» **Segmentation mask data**

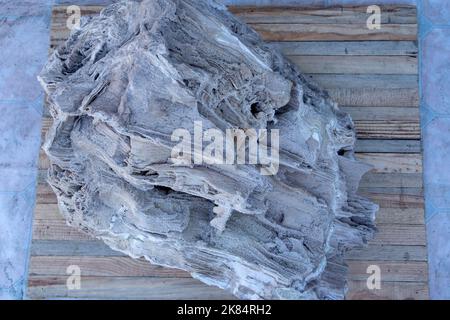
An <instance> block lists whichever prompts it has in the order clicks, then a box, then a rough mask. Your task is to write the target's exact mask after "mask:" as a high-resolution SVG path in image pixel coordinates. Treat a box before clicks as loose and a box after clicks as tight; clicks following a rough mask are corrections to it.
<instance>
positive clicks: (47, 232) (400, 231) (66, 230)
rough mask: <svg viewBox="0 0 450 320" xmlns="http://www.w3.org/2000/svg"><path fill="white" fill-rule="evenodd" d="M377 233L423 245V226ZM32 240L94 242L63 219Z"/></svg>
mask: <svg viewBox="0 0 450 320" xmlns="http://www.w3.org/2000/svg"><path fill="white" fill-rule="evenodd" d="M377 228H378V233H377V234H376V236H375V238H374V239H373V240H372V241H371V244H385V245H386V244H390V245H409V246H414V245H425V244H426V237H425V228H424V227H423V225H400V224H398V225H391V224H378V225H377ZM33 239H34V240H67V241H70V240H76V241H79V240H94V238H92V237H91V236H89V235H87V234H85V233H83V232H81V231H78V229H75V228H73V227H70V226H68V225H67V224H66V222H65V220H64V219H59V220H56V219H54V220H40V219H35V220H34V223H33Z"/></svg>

---

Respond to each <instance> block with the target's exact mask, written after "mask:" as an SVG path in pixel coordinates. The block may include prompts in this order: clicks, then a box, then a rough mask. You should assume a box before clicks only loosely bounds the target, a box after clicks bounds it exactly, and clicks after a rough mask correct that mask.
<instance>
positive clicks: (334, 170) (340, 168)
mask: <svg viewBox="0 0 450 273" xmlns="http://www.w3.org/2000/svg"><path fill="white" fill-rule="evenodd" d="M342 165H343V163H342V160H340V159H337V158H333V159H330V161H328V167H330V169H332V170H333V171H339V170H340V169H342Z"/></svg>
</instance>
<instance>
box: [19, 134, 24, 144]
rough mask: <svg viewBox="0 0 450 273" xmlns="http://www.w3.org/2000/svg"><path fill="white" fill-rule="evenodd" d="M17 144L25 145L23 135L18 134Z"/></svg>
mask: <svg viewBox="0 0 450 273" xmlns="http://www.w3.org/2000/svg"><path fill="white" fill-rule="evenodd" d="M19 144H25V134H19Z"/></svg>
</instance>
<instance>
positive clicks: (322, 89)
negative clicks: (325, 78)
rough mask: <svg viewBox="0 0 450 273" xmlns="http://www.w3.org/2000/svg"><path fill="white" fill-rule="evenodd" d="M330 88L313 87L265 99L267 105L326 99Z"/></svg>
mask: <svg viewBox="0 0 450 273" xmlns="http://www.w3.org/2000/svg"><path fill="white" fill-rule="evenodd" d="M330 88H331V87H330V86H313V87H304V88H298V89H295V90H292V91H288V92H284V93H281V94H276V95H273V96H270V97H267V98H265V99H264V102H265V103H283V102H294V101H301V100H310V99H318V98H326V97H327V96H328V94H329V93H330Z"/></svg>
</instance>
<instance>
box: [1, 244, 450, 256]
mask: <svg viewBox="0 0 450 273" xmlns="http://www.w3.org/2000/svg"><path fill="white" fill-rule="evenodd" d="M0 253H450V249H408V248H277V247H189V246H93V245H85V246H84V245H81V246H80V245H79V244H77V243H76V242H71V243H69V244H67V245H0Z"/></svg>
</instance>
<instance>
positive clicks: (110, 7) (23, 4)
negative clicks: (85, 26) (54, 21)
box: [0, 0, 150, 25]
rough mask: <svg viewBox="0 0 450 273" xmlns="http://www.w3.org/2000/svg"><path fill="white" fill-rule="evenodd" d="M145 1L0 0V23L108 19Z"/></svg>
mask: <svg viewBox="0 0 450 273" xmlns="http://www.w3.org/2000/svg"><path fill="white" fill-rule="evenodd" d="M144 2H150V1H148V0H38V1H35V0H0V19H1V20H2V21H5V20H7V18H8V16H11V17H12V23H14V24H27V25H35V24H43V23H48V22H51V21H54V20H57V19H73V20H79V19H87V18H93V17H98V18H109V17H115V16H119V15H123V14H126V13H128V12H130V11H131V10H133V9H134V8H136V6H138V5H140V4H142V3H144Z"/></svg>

---

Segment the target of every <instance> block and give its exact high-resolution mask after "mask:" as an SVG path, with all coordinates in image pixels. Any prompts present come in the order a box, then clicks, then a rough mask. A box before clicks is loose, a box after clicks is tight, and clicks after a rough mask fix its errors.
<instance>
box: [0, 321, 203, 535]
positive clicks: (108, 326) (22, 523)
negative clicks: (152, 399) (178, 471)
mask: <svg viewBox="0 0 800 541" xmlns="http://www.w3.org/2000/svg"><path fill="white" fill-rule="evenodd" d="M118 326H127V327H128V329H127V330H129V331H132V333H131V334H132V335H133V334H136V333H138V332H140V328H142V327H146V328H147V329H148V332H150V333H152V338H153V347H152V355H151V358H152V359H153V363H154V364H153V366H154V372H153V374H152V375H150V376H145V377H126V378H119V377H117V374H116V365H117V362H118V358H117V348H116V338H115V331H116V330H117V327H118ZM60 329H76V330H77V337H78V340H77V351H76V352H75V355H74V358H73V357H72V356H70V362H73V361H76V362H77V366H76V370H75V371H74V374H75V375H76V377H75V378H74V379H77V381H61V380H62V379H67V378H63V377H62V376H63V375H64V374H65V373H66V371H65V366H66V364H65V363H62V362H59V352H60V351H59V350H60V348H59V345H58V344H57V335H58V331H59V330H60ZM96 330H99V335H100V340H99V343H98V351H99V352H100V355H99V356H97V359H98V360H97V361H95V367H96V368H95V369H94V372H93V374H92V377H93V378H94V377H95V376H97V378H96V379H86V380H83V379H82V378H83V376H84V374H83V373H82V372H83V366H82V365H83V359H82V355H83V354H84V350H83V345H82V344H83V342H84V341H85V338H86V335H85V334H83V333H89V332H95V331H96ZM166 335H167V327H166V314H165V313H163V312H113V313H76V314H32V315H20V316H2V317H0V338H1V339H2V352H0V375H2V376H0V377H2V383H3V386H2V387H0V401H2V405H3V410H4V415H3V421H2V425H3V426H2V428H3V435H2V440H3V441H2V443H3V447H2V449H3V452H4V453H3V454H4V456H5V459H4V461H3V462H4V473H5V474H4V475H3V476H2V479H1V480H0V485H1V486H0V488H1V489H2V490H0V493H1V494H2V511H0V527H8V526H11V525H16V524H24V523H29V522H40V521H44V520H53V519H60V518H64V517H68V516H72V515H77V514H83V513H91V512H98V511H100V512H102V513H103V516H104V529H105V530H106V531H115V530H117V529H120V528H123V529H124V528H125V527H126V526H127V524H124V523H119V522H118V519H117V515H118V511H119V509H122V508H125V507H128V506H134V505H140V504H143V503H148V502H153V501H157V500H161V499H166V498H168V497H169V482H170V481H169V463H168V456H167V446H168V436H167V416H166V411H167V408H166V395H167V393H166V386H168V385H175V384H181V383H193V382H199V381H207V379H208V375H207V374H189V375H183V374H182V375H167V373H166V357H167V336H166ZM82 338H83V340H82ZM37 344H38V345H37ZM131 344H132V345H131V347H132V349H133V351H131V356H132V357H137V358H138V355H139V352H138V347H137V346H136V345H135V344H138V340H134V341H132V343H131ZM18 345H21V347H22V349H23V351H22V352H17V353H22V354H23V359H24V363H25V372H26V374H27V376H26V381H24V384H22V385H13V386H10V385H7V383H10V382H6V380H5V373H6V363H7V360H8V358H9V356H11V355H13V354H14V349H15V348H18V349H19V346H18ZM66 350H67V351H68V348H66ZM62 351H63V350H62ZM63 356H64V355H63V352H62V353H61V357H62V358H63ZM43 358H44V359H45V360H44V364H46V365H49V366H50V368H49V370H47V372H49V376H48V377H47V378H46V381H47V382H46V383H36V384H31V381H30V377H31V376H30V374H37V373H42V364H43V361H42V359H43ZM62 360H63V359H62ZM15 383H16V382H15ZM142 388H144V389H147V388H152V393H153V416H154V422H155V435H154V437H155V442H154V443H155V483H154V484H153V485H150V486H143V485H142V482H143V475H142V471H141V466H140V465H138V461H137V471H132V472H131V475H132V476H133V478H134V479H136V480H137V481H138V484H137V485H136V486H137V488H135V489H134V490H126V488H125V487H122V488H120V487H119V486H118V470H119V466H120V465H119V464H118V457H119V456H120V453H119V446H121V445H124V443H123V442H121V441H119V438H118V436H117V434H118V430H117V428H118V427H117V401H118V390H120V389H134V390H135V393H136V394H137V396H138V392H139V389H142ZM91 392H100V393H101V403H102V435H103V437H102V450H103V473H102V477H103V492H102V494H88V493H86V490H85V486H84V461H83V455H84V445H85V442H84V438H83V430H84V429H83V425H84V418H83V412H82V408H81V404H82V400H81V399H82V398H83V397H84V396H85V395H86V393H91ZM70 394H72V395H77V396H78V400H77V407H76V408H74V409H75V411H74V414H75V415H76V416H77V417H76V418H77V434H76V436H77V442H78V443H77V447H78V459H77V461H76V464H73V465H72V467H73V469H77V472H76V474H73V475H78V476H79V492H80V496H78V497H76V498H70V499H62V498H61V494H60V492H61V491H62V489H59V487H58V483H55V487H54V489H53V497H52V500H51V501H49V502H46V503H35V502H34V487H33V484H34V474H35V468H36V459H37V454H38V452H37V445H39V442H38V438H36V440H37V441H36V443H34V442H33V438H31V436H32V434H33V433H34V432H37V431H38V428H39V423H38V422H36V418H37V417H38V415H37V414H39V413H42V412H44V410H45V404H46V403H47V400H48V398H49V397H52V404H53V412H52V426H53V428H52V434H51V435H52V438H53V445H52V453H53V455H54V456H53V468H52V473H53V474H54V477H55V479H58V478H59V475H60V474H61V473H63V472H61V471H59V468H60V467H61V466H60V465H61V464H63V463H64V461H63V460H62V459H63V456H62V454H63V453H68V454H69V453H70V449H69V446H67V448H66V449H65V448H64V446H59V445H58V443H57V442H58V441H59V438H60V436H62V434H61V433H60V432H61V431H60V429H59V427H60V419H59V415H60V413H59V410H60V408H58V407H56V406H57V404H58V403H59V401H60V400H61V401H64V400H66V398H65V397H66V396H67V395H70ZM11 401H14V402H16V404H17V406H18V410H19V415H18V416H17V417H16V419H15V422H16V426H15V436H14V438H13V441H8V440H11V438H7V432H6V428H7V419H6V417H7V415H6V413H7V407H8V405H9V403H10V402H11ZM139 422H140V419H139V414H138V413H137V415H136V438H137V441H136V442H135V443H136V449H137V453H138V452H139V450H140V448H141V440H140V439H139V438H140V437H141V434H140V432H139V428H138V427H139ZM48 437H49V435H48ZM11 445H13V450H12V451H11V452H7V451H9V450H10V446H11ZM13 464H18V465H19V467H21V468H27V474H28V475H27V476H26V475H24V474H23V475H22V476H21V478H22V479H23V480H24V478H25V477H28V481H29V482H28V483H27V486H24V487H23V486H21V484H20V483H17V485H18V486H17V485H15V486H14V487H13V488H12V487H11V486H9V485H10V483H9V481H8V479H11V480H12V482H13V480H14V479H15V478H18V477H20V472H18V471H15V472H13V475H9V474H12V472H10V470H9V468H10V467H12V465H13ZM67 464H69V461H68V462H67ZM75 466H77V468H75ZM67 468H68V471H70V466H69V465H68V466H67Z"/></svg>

» **Problem to work on**
Would you tally the lines above that include "then" and reply with only the total?

» **Written response**
3